What is being asked
From start to end of the material below, restate each line exactly.

Records for the exercise
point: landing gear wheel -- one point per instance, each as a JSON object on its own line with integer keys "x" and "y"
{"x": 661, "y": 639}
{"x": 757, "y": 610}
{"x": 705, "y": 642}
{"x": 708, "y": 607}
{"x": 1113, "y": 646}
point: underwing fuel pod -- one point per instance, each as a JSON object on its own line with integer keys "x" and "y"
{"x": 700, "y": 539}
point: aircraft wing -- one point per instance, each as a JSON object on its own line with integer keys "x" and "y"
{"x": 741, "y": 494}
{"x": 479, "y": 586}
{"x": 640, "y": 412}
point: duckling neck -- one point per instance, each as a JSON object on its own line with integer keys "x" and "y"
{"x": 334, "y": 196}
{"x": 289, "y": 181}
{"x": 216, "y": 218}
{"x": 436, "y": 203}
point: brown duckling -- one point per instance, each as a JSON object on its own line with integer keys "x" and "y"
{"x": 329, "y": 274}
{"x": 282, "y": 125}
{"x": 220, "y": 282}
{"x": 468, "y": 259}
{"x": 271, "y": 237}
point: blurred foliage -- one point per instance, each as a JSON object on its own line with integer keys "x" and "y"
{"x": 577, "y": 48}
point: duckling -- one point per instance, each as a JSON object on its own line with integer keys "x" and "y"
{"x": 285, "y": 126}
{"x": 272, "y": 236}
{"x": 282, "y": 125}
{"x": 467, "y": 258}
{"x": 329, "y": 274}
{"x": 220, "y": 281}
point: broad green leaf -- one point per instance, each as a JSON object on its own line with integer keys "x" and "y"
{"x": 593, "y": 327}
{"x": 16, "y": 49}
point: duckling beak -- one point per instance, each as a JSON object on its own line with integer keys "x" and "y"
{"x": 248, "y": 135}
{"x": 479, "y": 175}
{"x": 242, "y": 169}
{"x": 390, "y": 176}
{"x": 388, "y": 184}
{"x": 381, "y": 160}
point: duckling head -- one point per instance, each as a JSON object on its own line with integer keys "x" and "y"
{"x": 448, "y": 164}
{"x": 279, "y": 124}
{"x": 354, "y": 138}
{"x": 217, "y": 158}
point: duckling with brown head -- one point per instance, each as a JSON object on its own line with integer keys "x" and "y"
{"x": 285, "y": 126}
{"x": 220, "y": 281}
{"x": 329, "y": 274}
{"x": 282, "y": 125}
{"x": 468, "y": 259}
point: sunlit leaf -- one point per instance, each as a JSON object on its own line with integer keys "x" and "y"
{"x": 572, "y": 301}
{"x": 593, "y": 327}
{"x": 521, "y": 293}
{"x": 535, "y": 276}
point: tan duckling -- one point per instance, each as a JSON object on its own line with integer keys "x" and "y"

Answer to this task
point: landing gear wheel -- one point per instance, each as a JSON object on its own line with integer keys "x" and "y"
{"x": 661, "y": 639}
{"x": 757, "y": 610}
{"x": 705, "y": 642}
{"x": 708, "y": 607}
{"x": 1113, "y": 646}
point: underwing fuel pod -- one point per instance, each as a JSON object on its own line with integer keys "x" and "y"
{"x": 700, "y": 539}
point: aircraft wing -- one point per instance, each as a JSON object on its own line with integer keys "x" and "y"
{"x": 741, "y": 494}
{"x": 479, "y": 586}
{"x": 640, "y": 412}
point: duckling neck -- one point per instance, each as a JSON object on its own line with integer keys "x" and "y"
{"x": 334, "y": 196}
{"x": 289, "y": 181}
{"x": 216, "y": 218}
{"x": 436, "y": 203}
point: brown duckling -- one point per instance, each as a JSON object on its own line with integer keys "x" and "y"
{"x": 329, "y": 274}
{"x": 282, "y": 125}
{"x": 220, "y": 282}
{"x": 468, "y": 259}
{"x": 271, "y": 237}
point: blurred foliage -- one point per instance, each as a JSON object on its own line with integer keys "x" and "y"
{"x": 577, "y": 48}
point: duckling -- one point per instance, each as a JSON object on its own line with integer keys "x" and "y"
{"x": 285, "y": 126}
{"x": 272, "y": 236}
{"x": 282, "y": 125}
{"x": 467, "y": 258}
{"x": 329, "y": 274}
{"x": 220, "y": 281}
point: broad green leaf -- one point per instance, each as a JSON object on its own line with integer keys "x" and "y"
{"x": 593, "y": 327}
{"x": 16, "y": 49}
point: duckling beak -- one point per instance, each as a JSON object on its own line with integer keys "x" and "y"
{"x": 248, "y": 135}
{"x": 479, "y": 175}
{"x": 242, "y": 169}
{"x": 390, "y": 176}
{"x": 388, "y": 184}
{"x": 381, "y": 160}
point: duckling head -- one point per instance, each as a JSON object on its own line with integer keys "x" and "y"
{"x": 448, "y": 164}
{"x": 279, "y": 124}
{"x": 354, "y": 138}
{"x": 217, "y": 158}
point: duckling with brown head -- one point per instance, each as a JSON object on its own line with integer keys "x" and "y"
{"x": 285, "y": 126}
{"x": 220, "y": 281}
{"x": 329, "y": 274}
{"x": 282, "y": 125}
{"x": 468, "y": 259}
point: sunlit leaf -- one point per instance, each as a JSON object on its own line with integer keys "x" and "y"
{"x": 572, "y": 301}
{"x": 593, "y": 327}
{"x": 521, "y": 293}
{"x": 535, "y": 276}
point: tan duckling -- one point per instance, each as a JSON object on its own line with integer keys "x" and "y"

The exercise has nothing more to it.